Exercise requirements: Find the line that contains "For every instance of the grass tuft" in the entries below. Output it and each later line exactly, and nothing else.

-- Start Stored records --

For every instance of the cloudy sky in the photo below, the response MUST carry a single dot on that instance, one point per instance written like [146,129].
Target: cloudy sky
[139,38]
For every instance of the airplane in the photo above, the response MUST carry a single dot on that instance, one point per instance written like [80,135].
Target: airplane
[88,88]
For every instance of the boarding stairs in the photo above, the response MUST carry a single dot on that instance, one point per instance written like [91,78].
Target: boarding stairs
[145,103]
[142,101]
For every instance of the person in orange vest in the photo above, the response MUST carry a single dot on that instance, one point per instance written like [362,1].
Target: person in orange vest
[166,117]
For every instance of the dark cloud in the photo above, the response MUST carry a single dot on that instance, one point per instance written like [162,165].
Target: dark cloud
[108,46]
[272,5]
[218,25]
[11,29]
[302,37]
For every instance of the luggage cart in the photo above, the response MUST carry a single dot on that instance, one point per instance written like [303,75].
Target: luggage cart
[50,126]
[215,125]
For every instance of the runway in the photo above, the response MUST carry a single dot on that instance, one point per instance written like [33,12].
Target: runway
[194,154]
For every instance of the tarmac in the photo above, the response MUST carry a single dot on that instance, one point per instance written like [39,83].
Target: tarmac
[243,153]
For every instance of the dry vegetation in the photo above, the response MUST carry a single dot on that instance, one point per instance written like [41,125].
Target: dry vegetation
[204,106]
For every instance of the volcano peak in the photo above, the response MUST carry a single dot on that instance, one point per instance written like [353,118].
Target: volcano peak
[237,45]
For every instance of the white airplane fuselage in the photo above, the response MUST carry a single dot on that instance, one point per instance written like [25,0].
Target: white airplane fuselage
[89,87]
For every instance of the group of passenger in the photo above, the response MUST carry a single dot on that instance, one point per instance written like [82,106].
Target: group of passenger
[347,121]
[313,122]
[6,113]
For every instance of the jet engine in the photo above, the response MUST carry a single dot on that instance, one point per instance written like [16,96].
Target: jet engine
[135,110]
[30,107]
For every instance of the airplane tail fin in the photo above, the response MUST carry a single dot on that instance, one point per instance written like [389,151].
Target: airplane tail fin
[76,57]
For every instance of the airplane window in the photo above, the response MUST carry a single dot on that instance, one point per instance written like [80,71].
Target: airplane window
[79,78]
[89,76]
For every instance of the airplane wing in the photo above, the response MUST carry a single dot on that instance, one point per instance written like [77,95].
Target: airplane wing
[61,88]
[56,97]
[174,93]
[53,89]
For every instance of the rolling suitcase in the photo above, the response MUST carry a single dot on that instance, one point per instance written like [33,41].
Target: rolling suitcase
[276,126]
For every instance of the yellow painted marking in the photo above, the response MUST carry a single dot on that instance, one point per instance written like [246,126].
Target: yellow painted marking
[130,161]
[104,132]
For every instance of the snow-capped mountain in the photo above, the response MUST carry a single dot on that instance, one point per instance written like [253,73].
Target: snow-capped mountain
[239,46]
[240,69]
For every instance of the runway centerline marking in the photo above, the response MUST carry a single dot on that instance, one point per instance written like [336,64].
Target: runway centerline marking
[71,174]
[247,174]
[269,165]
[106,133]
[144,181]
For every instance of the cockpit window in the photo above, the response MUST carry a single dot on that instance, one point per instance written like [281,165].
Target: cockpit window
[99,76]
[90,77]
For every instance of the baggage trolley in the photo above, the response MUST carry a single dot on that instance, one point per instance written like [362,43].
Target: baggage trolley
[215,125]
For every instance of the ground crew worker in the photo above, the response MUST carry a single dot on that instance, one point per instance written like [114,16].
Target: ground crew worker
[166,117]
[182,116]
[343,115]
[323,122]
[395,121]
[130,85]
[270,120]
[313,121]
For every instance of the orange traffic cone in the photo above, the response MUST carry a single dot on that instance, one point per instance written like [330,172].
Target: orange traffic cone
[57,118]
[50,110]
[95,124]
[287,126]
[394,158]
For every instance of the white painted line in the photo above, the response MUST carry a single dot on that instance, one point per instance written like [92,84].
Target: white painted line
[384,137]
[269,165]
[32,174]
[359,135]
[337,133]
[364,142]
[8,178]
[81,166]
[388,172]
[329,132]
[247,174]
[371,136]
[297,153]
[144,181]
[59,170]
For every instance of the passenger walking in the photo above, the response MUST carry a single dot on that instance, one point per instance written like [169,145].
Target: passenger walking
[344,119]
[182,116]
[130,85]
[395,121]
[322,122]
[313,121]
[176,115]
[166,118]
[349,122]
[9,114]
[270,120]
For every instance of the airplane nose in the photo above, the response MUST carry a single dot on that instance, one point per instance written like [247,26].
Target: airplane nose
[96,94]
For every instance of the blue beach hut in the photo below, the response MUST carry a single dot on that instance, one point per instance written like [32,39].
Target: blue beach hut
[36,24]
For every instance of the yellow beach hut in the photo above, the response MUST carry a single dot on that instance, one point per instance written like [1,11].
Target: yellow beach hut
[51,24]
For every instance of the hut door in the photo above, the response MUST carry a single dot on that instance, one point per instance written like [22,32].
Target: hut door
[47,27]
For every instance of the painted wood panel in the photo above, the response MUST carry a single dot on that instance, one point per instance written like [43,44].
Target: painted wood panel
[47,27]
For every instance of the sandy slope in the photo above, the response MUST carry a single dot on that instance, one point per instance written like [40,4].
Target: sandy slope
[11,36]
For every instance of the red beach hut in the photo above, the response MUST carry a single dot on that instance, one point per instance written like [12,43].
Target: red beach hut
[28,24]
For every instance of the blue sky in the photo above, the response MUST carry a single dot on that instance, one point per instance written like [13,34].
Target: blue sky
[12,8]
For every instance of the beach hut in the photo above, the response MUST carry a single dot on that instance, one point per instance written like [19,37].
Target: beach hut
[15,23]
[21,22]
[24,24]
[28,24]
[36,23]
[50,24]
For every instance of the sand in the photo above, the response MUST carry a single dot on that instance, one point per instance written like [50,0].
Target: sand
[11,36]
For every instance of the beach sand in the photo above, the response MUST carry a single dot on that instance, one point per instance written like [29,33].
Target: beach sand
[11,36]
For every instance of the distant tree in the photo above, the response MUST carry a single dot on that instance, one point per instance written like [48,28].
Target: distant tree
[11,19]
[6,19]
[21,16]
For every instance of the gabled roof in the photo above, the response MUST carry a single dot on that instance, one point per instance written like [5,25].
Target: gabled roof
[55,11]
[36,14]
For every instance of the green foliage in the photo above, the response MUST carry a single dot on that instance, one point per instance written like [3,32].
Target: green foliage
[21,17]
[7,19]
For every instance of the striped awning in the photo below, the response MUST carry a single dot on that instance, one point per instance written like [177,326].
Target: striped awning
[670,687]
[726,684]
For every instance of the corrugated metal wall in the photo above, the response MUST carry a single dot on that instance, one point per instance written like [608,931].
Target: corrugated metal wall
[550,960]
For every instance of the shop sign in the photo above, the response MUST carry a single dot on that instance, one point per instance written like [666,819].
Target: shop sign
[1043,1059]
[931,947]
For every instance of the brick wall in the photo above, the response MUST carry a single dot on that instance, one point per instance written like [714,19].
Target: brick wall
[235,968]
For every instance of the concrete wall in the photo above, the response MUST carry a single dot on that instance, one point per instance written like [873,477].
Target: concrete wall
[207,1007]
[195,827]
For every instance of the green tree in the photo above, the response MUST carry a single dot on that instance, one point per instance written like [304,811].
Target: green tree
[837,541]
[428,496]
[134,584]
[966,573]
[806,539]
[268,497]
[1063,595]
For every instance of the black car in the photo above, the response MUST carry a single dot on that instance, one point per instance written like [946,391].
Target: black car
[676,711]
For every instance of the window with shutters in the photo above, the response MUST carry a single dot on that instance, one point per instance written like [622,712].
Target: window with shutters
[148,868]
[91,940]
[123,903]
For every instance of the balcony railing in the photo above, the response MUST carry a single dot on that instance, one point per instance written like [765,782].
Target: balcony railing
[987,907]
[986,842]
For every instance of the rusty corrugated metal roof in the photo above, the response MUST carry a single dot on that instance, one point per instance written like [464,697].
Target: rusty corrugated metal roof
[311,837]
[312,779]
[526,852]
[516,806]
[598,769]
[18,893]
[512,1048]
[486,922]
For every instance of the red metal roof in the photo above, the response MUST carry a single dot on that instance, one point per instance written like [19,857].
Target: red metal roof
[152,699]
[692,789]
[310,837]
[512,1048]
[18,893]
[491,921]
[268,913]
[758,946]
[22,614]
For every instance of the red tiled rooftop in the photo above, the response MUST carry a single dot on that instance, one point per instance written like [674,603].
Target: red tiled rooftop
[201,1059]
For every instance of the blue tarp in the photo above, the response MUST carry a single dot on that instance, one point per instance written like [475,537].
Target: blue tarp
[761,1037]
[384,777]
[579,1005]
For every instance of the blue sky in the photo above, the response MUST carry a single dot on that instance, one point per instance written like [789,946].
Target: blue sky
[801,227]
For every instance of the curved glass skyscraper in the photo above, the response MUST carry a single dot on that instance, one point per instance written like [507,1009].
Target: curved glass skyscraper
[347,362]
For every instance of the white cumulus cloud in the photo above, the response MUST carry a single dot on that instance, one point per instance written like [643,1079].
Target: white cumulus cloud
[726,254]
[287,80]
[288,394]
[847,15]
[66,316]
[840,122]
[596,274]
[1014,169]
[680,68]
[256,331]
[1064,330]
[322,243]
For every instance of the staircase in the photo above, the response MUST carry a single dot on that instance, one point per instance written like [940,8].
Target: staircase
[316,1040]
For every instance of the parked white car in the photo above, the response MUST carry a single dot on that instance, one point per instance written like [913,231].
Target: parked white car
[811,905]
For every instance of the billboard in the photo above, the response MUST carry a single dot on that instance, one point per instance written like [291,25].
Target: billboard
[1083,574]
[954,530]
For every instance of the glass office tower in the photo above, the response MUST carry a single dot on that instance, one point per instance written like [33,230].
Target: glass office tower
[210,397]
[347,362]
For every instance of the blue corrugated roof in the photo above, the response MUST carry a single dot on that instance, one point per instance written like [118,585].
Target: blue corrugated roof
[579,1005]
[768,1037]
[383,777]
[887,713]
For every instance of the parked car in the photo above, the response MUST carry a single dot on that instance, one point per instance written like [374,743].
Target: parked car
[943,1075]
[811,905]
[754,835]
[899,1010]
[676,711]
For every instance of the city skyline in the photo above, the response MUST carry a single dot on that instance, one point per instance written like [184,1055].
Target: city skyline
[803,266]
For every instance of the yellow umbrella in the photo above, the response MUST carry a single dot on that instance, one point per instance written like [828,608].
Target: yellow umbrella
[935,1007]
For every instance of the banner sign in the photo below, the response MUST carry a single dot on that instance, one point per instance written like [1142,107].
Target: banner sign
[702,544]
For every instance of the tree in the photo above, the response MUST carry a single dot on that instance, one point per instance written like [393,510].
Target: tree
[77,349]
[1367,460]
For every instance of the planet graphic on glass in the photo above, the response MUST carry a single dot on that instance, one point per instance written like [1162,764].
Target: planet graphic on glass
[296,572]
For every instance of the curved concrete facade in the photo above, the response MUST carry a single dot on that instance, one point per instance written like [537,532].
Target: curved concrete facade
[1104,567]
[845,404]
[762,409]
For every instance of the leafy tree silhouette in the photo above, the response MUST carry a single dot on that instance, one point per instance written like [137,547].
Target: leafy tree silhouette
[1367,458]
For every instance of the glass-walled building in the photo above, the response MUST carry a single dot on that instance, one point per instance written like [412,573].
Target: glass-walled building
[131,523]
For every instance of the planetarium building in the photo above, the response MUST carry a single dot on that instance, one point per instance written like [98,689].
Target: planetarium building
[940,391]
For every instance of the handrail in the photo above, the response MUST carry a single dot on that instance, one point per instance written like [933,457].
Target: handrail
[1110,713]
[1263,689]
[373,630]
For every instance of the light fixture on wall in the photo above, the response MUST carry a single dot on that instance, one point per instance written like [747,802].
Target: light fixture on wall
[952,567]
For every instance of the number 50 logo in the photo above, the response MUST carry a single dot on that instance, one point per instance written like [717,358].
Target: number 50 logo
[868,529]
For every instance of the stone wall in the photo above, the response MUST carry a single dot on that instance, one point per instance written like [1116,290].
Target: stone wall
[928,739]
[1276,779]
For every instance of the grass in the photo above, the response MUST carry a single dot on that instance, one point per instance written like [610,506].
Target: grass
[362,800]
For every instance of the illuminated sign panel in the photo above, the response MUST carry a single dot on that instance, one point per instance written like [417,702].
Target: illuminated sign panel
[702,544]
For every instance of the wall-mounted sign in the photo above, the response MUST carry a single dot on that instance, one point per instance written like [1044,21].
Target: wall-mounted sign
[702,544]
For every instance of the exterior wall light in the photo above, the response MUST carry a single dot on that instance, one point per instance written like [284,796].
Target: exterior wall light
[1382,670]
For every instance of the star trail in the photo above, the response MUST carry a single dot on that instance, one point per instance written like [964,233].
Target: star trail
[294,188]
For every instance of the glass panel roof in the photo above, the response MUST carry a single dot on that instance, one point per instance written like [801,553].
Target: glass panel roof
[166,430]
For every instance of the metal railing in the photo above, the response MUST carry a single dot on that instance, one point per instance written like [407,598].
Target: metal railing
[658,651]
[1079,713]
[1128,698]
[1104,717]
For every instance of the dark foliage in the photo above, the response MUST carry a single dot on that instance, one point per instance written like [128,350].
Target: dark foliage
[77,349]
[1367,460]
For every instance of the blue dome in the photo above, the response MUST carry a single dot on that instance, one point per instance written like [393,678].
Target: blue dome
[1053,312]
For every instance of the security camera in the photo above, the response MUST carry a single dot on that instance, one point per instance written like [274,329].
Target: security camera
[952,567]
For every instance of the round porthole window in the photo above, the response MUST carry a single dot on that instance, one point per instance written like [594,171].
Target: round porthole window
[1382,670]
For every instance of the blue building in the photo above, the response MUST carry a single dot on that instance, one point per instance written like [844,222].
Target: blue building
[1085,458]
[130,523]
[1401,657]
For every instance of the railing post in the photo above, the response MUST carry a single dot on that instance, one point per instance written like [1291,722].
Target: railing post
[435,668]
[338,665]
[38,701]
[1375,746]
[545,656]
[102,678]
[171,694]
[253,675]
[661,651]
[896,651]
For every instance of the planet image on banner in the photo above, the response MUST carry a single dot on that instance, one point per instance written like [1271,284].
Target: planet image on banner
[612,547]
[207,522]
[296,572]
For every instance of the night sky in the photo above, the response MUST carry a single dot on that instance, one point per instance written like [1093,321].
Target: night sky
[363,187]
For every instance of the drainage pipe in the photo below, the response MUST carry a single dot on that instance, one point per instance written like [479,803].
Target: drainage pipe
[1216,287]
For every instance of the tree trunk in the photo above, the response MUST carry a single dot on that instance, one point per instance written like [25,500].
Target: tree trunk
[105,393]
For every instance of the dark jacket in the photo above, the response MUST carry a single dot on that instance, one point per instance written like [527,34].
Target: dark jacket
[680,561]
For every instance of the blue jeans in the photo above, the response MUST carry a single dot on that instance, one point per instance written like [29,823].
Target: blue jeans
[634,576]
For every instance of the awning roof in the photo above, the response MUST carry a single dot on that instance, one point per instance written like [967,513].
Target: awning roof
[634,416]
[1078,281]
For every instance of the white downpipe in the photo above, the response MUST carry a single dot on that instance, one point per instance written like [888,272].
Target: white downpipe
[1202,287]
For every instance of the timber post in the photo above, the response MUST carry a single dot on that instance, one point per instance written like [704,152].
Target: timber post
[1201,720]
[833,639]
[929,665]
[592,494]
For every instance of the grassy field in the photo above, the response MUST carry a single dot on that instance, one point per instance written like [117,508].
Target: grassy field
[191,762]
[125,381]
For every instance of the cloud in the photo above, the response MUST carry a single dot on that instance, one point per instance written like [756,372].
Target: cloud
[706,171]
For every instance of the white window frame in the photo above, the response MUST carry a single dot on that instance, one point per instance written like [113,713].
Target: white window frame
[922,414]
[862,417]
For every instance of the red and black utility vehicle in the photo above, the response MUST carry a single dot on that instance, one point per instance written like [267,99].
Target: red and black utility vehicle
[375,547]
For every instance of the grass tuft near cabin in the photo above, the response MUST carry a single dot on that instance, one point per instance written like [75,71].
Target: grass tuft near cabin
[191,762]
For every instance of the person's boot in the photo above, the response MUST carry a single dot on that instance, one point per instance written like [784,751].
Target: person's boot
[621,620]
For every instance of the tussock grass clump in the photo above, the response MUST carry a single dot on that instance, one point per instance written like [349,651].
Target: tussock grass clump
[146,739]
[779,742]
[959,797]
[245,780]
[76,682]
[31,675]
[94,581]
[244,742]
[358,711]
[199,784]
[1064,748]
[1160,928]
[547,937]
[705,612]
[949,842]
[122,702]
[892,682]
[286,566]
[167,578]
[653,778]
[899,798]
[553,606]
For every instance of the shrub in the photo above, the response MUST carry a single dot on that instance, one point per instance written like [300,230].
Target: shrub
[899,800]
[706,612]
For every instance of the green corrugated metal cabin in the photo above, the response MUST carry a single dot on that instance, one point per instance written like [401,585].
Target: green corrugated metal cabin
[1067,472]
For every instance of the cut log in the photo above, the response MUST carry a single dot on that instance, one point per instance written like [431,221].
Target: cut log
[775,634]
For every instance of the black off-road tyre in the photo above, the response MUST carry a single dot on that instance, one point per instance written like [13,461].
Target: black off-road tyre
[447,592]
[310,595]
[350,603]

-- End Stored records --

Final result:
For every instance of the grass tuft near cabin in the photo above, the response MUST carry a single dot on that instance, one point per instance written like [75,71].
Target: grass tuft near cabin
[191,762]
For every instance of the person's boot in the photo above, the response MUST carry a single dot on that instance, one point per instance written like [784,751].
Target: person's boot
[621,620]
For every instance of the tussock grass clump in the photo above, the response MUST carry a single dot on that instance, one point per instance written like [349,651].
Target: tussock grass clump
[146,739]
[779,742]
[959,797]
[245,780]
[76,682]
[31,675]
[94,581]
[244,742]
[358,711]
[199,784]
[1064,748]
[1160,928]
[547,937]
[705,612]
[949,842]
[122,702]
[892,682]
[286,566]
[167,578]
[653,778]
[899,798]
[553,606]
For every instance of the shrub in the photo above, the response MUST carry a single dot on that instance, one point per instance written like [300,230].
Target: shrub
[899,800]
[706,612]
For every instance of the green corrugated metal cabin in the photo above, the response MUST carry a single dot on that instance, one point per instance written like [401,585].
Target: green corrugated metal cabin
[1067,472]
For every instance of the cut log in the photo above, the response MUST carry a single dot on that instance, one point per instance written like [431,221].
Target: cut log
[775,634]
For every instance of the black off-road tyre in the photo above, the response MUST carry a single dot on that instance, one point per instance written like [13,461].
Target: black off-road tyre
[447,592]
[310,595]
[350,603]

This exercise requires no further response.